Task instructions: Which nationalities does the passage on Nishikido stable below attribute to wrestlers of the stable? List each with the ring name of the wrestler it describes.

Nishikido stable (Japanese: 錦戸部屋, Nishikido-beya) is a stable of sumo wrestlers, one of the Takasago group of stables. It was founded in 2002 by Mitoizumi of the Takasago stable.  

It was home to the only Kazakh wrestler in professional sumo, Kazafuzan, who competed in the makushita division and retired in September 2014. In 2015, the stable recruited Canadian Brodi Henderson of Victoria who competed as Homarenishiki, but he suddenly left sumo the following year. Several other wrestlers retired at the same time, leaving just five active wrestlers in the stable after July 2016. In 2017, the Mongolian Mitoryū (Turbold Baasansuren) joined as a makushita tsukedashi entrant from Nihon University, and he became the stable's first ever sekitori after the November 2017 tournament. (Another wrestler, , was ranked in jūryō for just one tournament in November 2018.) The retirement of Gokushindo after the May 2022 tournament left  Mitoryū as the stable's only active wrestler (jonokuchi ranked Fujiizumi has not competed since September 2021).

Listed entries:
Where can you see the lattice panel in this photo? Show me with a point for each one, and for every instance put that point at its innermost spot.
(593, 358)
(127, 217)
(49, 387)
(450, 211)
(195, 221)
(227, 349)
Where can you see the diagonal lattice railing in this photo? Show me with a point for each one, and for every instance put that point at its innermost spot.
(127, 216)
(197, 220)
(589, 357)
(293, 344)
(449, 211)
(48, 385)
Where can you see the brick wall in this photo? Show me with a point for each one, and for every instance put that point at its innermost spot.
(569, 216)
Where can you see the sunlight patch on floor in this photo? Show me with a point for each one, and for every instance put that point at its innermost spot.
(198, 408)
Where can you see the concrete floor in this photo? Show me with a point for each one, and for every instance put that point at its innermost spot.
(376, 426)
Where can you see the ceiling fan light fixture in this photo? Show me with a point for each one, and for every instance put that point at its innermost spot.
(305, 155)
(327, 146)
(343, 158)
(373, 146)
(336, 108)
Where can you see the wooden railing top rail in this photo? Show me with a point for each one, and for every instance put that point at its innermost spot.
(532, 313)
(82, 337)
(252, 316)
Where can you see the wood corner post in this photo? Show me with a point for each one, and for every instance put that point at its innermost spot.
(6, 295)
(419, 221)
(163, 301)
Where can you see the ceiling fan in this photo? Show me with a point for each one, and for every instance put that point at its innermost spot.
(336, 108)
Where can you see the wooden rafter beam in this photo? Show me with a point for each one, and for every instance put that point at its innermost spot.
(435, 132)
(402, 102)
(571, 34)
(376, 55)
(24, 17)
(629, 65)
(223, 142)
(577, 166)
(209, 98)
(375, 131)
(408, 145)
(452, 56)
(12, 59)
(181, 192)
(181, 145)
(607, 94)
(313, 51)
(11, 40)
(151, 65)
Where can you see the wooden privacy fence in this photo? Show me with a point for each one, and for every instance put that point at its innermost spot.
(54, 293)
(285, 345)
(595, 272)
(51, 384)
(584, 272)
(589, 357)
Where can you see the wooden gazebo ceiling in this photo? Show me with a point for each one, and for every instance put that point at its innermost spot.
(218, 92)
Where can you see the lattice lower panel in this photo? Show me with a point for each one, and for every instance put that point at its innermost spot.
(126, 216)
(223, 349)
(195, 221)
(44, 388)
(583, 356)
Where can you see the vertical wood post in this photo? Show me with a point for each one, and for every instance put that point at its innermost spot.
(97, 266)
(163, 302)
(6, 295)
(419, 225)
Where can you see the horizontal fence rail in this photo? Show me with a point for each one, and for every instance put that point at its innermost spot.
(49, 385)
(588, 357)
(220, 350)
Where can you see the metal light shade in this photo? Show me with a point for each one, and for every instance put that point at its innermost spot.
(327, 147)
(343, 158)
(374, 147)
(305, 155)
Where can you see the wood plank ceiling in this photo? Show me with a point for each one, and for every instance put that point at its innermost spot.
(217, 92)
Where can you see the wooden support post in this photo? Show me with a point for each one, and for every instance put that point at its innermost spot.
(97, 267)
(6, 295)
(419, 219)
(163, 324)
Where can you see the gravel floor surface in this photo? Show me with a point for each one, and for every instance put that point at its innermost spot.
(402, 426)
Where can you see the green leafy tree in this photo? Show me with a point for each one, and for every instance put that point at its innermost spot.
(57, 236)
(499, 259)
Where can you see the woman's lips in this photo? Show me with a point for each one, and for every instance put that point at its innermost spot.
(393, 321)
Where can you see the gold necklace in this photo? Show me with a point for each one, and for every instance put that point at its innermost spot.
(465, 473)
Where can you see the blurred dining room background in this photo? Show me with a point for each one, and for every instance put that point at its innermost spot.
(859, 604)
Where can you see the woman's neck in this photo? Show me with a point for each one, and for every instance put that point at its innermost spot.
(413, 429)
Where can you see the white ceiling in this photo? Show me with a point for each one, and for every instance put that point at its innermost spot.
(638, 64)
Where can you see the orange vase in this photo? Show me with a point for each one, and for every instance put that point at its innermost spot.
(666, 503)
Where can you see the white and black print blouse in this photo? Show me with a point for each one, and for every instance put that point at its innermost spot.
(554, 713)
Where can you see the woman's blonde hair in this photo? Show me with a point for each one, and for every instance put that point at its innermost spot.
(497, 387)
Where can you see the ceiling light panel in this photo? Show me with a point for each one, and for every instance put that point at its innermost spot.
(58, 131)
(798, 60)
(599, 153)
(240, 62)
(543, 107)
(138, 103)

Exercise answer:
- Kazakh: Kazafuzan
- Canadian: Homarenishiki
- Mongolian: Mitoryū